(提示文)
↓

9・11以降、災害時に活躍するレスキューロボットの開発がいかに難しいか実感したと思います。これは恐らくロボット工学の中で最も難しく、構造化されていない分野の1つです。

20年前に世界貿易センタービルと米国防総省のペンタゴンがテロ攻撃を受けたとき、ロボットを使ったソリューションは事実上、全く使える状態にありませんでした。今ではテクノロジーが進歩しましたが、まだこの先の道のりは長いでしょう。ドローンを飛ばして状況確認を行うことはできますが、まだ実用的な任務を素早くこなせるロボットを災害現場に送り込める段階ではありません。その目的を果たす技術が成熟するまで、しばらく時間がかかりそうです。

自然災害が増える近年、ロボットによる捜索・救助活動を求める声が大きいにもかかわらず、なぜその実用化が未だ困難なのでしょう。

技術的なレベルでは、機動性の実現が大きな課題です。今では広い場所ならドローンを飛ばせますし、構造化された既知の環境ならロボットも機能します。しかし倒壊した建物の中で運用するには、機動性の他にも周囲の状況把握、データ通信など多くの課題があります。また、ロボットは周囲を見たり観察したりするだけでなく、状況を判断して意味のある対応に移らなければなりません。操縦能力が特に重要ですが、それを実現するのは非常に困難です。緊急時は一刻を争うため、全ての任務を素早く行う必要もあります。

marco hutter professore ethz
連邦工科大学チューリヒ校(ETHZ)のロボットシステム教授、マルコ・フッター氏 ETHZ

これらの主な課題に加え、現場の状況が毎回異なるため、想定外の事も起こります。人間は、ある状況下で直感的に判断できますが、ロボットはそうはいきません。

もし911日のようなテロ攻撃が起きた場合、ロボットには何ができますか?

現在、ロボットができることは2つあります。1つは問題の発生を未然に防ぐこと。これに関し、ITを使った最新のセキュリティーシステムの技術が大きく発展しました。2つ目は、災害発生後の被害拡大を軽減することです。

その場合、ロボットを使ったソリューションが状況把握に役立ちます。ドローンを飛ばして上空から撮影を行ったり、爆弾で破壊された建物のような危険なエリアに地上ロボットを送り込み、遠隔操作で現場の調査や生存者の確認を行ったりできます。 

Rescuers in New York on September 13, 2001
まだ煙が立ち昇る世界貿易センタービルで、瓦礫内に閉じ込められた生存者の捜索を続ける救助隊。2001年9月13日、ニューヨーク 2001 Ap

2001911日の米同時多発テロ事件は、こういった難問を浮き彫りにし、災害時に運用するロボットの研究を加速しましたか?

9・11や福島第一原発事故のような災害は、災害直後はロボット工学などの研究分野を活性化するものですが、時間の経過と共に関心が薄れていきます。世界的に見れば、福島第一原発事故は例えば米国防高等研究計画局(DARPA)が主催する災害救助ロボットの競技会「DARPAロボティクスチャレンジ」(操縦型の災害ロボットの技術革新を目的としたプログラム)に影響を与えました。

↑

提示文のうち、「技術的なレベルでは、機動性の」を含む語句で始まり「被害拡大を軽減することです。」で終わる部分を、一字も変えずに引用しなさい。

[収集データ]
↓

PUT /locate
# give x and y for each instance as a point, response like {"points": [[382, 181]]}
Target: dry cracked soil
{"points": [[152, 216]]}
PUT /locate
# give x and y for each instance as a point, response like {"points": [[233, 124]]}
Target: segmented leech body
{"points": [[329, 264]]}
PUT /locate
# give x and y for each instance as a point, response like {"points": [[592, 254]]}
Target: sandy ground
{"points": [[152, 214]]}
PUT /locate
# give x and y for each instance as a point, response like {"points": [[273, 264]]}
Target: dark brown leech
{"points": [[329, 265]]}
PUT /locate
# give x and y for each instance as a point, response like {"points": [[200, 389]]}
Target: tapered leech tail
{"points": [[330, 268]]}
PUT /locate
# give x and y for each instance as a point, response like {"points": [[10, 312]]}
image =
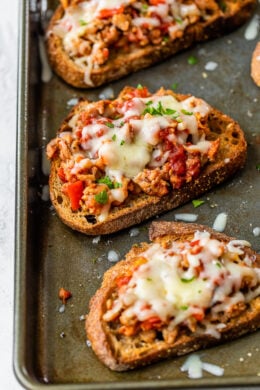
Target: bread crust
{"points": [[99, 334], [125, 63], [230, 158]]}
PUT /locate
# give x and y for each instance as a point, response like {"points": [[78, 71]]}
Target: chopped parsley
{"points": [[197, 202], [101, 197], [192, 60], [159, 110], [184, 280], [110, 124]]}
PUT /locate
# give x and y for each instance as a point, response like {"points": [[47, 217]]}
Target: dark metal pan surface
{"points": [[50, 344]]}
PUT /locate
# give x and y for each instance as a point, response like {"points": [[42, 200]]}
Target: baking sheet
{"points": [[50, 345]]}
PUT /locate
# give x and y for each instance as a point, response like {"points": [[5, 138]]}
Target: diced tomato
{"points": [[127, 330], [75, 191], [151, 323], [123, 280], [199, 316], [61, 174], [108, 13], [85, 118]]}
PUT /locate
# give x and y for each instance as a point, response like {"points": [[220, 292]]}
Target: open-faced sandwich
{"points": [[96, 41], [190, 288], [115, 163]]}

↑

(問題の解答)
技術的なレベルでは、機動性の実現が大きな課題です。今では広い場所ならドローンを飛ばせますし、構造化された既知の環境ならロボットも機能します。しかし倒壊した建物の中で運用するには、機動性の他にも周囲の状況把握、データ通信など多くの課題があります。また、ロボットは周囲を見たり観察したりするだけでなく、状況を判断して意味のある対応に移らなければなりません。操縦能力が特に重要ですが、それを実現するのは非常に困難です。緊急時は一刻を争うため、全ての任務を素早く行う必要もあります。

marco hutter professore ethz
連邦工科大学チューリヒ校(ETHZ)のロボットシステム教授、マルコ・フッター氏 ETHZ

これらの主な課題に加え、現場の状況が毎回異なるため、想定外の事も起こります。人間は、ある状況下で直感的に判断できますが、ロボットはそうはいきません。

もし911日のようなテロ攻撃が起きた場合、ロボットには何ができますか?

現在、ロボットができることは2つあります。1つは問題の発生を未然に防ぐこと。これに関し、ITを使った最新のセキュリティーシステムの技術が大きく発展しました。2つ目は、災害発生後の被害拡大を軽減することです。